Dataset rows
## Begin

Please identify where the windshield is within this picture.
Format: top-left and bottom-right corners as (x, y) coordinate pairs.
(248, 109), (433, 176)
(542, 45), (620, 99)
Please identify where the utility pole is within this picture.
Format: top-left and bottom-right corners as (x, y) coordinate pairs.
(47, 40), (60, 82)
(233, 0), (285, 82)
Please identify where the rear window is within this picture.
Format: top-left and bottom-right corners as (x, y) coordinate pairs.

## End
## Begin

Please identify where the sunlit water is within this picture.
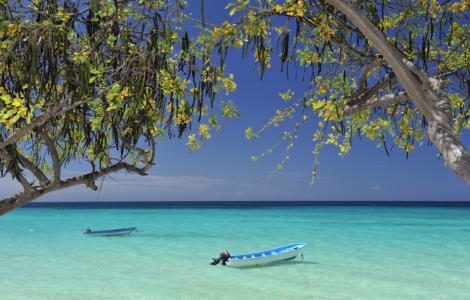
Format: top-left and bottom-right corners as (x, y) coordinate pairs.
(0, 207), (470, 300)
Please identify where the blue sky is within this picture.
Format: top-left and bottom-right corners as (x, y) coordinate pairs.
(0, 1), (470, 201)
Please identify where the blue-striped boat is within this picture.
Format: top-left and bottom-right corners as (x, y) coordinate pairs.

## End

→ EXERCISE
Echo the lines that start at the one containing "Please identify where the sunlit" and end at the one containing "(0, 207), (470, 300)", including both of those lines. Leave out the pictures.

→ REPLY TO THE TASK
Please identify where the sunlit water is within this picture.
Format: top-left and bottom-right corners as (x, y) coordinate pairs.
(0, 207), (470, 300)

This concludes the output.